Challenge
Copy the lines starting at the line that contains "of the straw" and ending at the line that contains "pixel 42 18", swapping "dirt ground" for "sandy ground" and keeping everything else the same.

[BEGIN Task input]

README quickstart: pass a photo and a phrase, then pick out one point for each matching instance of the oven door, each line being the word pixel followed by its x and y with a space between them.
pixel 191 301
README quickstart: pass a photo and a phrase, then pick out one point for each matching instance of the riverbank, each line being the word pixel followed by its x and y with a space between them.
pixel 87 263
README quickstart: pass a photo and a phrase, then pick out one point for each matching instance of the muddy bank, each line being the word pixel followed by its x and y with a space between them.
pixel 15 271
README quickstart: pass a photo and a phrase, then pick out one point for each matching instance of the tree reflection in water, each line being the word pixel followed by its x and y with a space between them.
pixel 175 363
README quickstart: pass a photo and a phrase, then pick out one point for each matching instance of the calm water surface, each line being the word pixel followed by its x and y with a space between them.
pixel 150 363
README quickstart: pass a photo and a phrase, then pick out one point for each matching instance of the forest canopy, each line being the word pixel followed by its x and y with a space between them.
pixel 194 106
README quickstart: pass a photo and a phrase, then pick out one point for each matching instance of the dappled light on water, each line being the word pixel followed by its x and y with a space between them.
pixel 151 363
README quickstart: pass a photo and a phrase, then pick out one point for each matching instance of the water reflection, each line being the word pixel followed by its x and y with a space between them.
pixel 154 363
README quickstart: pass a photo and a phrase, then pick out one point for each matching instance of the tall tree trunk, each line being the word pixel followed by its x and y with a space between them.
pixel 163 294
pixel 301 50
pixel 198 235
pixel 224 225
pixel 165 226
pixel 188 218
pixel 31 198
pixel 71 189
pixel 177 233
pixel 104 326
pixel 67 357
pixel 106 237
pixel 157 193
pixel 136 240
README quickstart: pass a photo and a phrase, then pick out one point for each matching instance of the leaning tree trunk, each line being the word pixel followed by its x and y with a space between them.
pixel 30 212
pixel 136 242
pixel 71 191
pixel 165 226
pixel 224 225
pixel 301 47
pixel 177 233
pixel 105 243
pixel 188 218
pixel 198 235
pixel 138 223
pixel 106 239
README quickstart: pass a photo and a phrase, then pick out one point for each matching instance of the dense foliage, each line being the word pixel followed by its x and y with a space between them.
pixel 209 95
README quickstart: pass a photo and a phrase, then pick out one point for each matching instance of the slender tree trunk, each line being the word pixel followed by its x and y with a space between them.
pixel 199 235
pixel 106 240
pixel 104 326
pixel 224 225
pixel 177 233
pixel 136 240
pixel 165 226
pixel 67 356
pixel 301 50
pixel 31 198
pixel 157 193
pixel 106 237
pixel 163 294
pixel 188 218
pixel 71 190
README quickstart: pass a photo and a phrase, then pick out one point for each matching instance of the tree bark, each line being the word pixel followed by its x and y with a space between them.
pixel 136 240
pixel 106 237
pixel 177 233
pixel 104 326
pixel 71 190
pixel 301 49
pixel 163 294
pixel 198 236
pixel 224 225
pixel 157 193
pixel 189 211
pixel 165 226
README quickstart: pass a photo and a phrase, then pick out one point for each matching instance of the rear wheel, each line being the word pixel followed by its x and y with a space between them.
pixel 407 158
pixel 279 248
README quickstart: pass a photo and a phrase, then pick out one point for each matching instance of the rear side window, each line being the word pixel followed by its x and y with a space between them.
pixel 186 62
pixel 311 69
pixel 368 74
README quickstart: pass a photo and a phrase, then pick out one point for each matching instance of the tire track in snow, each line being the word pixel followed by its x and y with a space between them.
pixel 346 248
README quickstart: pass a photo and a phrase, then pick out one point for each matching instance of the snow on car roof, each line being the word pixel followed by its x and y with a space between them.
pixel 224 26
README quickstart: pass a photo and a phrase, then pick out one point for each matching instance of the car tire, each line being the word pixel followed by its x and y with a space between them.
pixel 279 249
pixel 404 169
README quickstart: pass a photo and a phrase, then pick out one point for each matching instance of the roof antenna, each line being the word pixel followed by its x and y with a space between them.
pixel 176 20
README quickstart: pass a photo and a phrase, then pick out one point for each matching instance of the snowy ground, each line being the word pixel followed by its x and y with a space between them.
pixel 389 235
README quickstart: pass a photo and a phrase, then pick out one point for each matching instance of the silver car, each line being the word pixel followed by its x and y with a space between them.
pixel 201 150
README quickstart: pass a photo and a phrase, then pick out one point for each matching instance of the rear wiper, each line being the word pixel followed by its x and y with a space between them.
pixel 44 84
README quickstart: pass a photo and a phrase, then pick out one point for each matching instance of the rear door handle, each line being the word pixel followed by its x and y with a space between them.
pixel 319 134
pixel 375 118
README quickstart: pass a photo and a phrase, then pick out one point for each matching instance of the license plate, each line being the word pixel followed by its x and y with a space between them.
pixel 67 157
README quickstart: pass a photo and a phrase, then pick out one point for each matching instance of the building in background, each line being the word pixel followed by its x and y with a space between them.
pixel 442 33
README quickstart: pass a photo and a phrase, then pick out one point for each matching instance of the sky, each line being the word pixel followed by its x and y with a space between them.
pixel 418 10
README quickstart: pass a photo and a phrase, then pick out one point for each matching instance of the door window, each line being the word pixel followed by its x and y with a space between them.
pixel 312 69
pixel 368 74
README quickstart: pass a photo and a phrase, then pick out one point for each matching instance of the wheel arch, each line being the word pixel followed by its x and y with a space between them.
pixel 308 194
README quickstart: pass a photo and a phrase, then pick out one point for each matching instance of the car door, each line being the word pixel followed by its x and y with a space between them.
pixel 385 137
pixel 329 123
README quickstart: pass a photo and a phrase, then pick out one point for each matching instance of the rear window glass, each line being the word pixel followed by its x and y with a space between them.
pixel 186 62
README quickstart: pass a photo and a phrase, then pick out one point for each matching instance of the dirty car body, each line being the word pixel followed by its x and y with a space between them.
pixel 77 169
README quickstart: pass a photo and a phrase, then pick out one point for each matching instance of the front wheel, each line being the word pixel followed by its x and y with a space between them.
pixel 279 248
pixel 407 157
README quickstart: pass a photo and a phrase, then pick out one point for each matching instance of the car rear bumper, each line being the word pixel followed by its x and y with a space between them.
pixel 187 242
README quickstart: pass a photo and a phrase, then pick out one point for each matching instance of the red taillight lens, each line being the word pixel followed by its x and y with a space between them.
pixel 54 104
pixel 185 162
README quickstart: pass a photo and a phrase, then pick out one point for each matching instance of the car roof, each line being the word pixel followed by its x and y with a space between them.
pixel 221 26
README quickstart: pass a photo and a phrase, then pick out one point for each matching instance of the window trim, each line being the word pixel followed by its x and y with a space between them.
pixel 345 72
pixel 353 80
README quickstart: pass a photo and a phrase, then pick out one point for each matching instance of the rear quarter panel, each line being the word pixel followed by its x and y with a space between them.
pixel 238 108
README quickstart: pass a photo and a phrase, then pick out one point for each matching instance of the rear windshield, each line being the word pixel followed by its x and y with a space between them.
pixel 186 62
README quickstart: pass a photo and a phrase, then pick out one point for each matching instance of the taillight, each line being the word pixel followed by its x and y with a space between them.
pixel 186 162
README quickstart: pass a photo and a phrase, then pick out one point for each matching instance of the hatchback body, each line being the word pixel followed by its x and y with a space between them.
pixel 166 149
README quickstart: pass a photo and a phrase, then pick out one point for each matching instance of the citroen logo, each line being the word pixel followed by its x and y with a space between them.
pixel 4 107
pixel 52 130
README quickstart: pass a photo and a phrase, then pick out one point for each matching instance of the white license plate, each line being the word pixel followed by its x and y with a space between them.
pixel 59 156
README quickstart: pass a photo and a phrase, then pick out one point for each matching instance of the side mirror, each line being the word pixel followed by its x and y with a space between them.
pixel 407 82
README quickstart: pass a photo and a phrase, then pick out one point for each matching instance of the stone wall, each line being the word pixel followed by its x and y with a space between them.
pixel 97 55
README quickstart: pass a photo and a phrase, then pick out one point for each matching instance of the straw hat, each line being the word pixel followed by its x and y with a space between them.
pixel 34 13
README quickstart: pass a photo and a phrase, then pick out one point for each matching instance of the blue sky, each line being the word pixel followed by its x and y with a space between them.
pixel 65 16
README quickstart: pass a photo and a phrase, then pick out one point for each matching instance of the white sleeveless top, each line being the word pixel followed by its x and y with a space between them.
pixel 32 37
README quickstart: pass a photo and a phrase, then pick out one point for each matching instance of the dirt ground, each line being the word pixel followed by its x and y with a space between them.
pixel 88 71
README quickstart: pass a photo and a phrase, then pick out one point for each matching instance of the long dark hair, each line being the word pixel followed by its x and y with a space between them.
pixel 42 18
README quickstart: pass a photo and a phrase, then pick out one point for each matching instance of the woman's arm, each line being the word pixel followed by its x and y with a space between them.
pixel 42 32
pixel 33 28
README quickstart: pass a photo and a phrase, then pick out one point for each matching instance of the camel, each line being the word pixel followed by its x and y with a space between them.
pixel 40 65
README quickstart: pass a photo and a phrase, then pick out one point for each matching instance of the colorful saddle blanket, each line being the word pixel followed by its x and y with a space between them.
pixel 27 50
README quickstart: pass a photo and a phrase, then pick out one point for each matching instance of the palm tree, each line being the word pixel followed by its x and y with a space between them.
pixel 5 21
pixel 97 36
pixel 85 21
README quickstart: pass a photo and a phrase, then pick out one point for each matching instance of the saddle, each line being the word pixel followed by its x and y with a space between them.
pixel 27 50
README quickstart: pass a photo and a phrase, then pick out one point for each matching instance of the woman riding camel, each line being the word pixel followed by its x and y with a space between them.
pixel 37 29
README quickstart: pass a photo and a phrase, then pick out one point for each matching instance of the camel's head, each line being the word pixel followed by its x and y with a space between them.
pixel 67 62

[END Task input]

Answer below
README quickstart: pass a photo and a phrase, then pick out one point for each matching instance of the straw hat, each line being the word pixel followed by its x and y with a space between them.
pixel 34 13
README quickstart: pass a photo and a phrase, then pick out one point for each matching instance of the blue sky, each line being the word pixel followed by its x and y with a space between them.
pixel 65 16
README quickstart: pass a photo and a phrase, then pick out one point for each matching instance of the white sleeveless top, each line being the word pixel followed by its x and y with a space between them.
pixel 32 37
README quickstart: pass a photo and a phrase, then pick out one point for each matching instance of the sandy ground, each line being the word pixel followed by its x and y with a space between them.
pixel 88 71
README quickstart: pass a photo and a phrase, then pick out one point for each matching instance of the long dark hair, each line being the word pixel followed by its x and y with a space between them.
pixel 42 18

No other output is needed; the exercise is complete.